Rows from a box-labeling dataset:
>> Begin
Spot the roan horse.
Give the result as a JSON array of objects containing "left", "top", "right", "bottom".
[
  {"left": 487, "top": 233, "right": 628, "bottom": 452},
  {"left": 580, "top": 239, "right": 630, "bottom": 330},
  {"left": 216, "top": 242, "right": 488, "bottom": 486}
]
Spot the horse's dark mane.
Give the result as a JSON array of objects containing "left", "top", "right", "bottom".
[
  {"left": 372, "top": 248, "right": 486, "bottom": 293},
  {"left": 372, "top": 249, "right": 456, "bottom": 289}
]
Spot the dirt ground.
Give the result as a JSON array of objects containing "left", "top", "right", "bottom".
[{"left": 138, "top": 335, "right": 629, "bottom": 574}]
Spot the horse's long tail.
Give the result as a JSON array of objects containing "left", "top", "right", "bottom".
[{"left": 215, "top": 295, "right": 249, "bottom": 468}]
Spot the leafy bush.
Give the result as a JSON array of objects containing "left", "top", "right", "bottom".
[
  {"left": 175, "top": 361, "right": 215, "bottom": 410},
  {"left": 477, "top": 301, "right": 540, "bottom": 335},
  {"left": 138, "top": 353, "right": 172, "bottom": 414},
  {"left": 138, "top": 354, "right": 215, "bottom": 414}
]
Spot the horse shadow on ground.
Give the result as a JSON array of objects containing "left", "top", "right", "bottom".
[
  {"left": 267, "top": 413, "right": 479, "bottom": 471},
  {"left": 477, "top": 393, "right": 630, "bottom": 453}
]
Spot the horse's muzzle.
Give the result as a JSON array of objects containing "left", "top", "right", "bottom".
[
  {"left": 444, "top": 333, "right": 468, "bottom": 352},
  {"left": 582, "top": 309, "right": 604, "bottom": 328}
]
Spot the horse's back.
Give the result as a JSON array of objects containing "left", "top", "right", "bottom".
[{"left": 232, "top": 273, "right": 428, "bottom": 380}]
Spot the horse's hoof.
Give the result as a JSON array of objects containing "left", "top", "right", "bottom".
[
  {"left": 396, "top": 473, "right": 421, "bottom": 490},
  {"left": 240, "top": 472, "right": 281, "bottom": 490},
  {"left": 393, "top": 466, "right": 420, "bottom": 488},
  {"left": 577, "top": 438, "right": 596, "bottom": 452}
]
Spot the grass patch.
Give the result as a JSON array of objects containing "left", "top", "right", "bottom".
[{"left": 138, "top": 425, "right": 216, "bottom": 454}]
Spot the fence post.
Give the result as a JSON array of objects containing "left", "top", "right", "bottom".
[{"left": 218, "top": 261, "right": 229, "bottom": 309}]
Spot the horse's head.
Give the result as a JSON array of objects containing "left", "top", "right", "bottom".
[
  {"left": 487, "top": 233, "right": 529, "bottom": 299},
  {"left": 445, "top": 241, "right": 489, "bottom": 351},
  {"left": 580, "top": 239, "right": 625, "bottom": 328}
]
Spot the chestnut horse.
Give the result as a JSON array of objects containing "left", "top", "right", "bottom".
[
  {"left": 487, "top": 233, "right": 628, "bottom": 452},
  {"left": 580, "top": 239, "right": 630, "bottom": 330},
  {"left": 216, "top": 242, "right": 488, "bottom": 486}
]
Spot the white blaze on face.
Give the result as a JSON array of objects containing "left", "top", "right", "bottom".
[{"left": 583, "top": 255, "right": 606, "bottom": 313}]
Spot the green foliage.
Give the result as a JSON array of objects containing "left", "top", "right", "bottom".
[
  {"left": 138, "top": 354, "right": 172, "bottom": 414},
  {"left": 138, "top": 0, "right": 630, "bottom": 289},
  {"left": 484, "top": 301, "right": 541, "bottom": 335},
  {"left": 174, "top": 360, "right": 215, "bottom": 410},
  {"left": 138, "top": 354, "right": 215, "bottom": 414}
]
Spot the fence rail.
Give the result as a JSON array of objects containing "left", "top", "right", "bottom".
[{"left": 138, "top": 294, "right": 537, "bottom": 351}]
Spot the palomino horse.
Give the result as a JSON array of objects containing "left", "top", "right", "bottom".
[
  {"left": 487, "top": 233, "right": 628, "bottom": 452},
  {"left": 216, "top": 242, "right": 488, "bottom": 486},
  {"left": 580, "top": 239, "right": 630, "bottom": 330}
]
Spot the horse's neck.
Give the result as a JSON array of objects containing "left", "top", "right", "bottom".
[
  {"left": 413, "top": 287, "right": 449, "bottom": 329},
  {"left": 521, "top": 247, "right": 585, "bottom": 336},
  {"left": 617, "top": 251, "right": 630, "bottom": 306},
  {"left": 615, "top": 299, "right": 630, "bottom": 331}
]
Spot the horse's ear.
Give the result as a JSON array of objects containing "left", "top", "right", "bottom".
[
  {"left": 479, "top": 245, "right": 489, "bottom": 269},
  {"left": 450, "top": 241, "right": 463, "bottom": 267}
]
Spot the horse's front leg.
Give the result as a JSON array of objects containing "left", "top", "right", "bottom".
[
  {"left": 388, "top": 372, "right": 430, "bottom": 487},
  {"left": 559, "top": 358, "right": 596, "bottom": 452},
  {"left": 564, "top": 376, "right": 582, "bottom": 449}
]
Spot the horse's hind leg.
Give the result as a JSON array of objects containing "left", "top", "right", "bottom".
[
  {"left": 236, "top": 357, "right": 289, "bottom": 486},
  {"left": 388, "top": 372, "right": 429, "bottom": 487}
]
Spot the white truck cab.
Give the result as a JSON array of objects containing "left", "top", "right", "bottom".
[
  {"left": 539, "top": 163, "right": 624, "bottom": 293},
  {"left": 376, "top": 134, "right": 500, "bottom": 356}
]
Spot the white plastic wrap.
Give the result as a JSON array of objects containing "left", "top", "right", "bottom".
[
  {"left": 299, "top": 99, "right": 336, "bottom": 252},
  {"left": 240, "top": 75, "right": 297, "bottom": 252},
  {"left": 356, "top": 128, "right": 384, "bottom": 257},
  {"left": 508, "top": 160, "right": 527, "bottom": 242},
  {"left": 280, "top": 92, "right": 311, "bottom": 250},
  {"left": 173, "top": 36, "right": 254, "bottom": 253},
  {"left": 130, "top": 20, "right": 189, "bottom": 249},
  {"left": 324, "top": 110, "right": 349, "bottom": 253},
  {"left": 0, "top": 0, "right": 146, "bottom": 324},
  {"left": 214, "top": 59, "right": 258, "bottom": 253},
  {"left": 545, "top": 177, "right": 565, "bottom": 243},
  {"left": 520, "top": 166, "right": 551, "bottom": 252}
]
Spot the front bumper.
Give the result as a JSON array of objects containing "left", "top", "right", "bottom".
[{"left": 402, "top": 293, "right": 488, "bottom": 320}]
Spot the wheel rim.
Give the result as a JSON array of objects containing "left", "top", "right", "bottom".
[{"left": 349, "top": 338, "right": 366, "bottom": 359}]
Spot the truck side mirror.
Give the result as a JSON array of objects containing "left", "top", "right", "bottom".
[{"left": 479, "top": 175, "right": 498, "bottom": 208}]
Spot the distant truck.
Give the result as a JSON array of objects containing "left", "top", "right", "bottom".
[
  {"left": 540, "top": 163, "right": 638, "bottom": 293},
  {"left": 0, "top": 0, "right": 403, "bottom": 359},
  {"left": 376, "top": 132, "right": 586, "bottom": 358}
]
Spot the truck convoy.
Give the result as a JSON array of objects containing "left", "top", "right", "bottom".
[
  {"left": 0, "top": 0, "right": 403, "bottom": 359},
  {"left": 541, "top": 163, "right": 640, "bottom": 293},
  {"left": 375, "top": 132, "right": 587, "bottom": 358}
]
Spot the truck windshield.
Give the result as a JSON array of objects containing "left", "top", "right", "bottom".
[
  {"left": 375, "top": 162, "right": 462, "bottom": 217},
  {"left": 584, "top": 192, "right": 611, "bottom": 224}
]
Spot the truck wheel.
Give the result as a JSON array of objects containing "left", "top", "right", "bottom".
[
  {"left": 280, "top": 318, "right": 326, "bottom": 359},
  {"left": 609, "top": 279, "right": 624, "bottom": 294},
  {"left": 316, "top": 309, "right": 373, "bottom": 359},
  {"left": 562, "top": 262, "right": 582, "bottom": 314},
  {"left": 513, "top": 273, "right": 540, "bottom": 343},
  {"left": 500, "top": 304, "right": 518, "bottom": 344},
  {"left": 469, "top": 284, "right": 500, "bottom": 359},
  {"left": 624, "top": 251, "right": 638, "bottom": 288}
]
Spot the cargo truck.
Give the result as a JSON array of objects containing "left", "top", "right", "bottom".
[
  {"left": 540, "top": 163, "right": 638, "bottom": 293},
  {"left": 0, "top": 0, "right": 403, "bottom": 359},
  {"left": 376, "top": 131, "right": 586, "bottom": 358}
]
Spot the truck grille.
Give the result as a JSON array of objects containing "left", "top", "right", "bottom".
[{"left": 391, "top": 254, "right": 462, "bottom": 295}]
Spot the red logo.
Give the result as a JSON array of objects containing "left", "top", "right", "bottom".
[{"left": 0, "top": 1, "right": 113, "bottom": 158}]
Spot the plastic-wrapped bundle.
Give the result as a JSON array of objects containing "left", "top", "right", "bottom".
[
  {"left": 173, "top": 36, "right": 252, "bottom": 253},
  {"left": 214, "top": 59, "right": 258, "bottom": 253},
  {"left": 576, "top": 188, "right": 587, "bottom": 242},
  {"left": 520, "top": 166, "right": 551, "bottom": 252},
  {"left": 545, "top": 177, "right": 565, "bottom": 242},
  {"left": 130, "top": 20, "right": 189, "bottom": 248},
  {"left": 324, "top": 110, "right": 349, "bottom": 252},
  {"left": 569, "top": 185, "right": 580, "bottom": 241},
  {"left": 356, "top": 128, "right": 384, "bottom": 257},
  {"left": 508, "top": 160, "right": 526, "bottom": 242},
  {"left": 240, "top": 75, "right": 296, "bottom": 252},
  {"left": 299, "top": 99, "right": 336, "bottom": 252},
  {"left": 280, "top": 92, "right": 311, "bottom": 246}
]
>> End
>> Begin
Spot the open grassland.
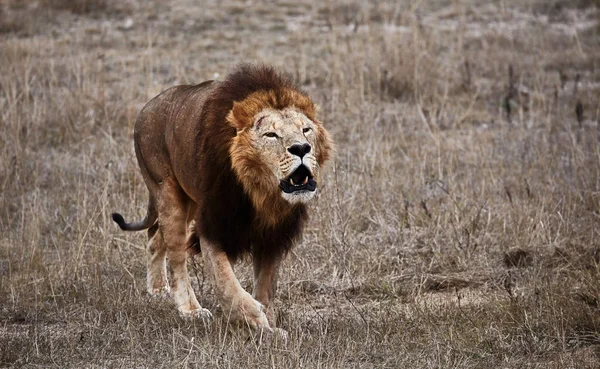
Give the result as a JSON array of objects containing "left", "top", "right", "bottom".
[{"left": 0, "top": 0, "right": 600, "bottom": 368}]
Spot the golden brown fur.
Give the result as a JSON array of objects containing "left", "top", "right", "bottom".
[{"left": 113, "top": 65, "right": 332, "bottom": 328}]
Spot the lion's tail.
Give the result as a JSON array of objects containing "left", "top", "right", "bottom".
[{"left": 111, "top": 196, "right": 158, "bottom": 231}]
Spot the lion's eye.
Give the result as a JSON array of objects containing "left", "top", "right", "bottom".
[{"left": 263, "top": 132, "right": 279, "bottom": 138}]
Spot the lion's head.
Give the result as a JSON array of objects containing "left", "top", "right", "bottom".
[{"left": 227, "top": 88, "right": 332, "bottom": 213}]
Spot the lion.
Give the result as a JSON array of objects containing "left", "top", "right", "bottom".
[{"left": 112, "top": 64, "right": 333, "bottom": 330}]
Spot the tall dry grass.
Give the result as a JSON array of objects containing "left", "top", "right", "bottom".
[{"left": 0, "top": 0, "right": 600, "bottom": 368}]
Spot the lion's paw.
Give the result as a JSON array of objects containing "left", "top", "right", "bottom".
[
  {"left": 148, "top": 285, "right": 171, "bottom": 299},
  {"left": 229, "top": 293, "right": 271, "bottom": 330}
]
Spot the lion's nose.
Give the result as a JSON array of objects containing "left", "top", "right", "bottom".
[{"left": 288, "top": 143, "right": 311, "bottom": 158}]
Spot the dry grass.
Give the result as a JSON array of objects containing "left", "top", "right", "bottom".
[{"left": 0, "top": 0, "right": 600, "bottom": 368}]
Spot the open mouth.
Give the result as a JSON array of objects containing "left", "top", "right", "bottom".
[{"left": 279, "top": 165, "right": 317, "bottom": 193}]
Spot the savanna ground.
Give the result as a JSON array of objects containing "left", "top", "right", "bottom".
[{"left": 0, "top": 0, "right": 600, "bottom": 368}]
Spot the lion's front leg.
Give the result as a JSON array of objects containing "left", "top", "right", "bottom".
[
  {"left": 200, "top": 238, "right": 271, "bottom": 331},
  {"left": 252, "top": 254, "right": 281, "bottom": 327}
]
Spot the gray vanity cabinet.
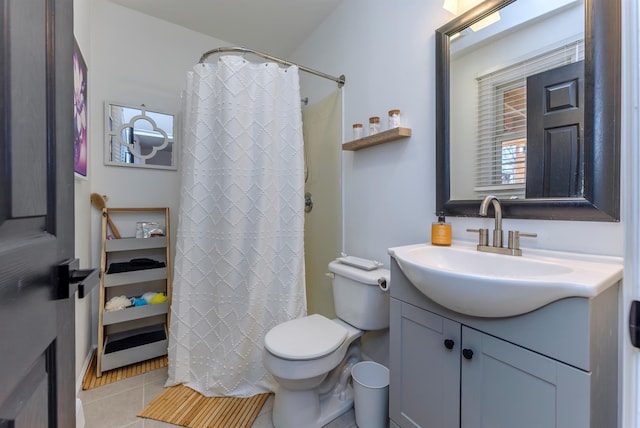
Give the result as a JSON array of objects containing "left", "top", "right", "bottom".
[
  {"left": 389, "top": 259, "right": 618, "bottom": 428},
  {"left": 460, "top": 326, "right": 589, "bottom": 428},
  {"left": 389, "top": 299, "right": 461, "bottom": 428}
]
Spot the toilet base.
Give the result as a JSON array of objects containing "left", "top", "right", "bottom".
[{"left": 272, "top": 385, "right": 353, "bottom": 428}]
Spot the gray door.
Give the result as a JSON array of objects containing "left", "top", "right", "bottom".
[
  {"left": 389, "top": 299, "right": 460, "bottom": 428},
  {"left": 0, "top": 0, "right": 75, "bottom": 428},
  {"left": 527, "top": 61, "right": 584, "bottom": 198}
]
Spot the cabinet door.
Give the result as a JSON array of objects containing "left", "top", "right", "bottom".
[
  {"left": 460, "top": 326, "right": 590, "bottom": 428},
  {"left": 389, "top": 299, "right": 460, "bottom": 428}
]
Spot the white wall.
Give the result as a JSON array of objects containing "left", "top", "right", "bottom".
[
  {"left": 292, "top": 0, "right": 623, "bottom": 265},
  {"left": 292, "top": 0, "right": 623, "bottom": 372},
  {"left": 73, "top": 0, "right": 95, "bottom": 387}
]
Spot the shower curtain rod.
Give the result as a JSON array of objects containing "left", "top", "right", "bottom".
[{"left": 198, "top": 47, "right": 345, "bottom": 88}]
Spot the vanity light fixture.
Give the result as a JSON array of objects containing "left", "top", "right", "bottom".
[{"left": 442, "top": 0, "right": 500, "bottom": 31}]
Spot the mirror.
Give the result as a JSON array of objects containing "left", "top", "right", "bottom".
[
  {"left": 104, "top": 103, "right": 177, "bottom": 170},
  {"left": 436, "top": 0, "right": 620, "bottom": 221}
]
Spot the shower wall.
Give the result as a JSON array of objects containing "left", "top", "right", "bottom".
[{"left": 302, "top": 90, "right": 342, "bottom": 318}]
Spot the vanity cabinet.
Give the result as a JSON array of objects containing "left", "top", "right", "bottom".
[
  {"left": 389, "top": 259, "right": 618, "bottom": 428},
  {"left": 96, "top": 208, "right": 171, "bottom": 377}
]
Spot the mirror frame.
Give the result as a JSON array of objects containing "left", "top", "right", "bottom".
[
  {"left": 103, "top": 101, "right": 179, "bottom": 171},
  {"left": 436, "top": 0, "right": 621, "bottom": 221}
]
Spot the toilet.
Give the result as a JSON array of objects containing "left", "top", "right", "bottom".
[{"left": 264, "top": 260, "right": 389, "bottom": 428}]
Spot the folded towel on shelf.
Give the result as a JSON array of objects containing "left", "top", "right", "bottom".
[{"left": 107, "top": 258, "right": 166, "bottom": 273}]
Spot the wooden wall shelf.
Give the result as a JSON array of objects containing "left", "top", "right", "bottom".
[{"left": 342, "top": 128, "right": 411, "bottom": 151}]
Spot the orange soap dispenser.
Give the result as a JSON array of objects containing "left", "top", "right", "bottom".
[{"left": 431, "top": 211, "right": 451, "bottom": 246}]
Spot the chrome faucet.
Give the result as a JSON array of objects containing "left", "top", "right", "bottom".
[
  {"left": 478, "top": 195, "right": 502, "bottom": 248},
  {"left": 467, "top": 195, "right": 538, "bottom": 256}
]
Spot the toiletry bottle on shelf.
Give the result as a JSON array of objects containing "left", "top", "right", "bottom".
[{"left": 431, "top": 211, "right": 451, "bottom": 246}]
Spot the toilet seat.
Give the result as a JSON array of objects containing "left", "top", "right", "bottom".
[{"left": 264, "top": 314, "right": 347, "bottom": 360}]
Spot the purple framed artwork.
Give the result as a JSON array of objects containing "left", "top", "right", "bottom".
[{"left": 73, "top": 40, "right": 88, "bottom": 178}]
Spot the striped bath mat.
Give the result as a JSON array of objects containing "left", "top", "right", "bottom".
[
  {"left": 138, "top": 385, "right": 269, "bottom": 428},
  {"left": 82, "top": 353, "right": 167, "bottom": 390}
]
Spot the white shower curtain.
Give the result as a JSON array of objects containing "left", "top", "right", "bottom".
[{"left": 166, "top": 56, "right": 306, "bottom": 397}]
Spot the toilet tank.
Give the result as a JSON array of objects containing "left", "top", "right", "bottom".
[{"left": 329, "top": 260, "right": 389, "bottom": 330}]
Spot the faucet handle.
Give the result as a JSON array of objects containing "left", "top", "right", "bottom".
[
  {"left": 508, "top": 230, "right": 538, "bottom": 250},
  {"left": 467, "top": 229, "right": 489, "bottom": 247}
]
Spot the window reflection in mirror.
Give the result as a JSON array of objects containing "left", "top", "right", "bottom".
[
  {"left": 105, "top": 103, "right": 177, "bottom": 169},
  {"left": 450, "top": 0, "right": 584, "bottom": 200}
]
>> End
Aim of the task
Which lines of the records contain the string "faucet"? Collect every such line, treating case as significant.

Answer below
Spot the chrome faucet.
Spot the faucet handle.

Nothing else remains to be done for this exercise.